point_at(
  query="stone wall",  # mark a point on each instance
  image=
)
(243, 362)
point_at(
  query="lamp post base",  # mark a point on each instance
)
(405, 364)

== Task ==
Count the lines of the entries above that contain the string "each", matching case exactly, and give only that number.

== Completed task ==
2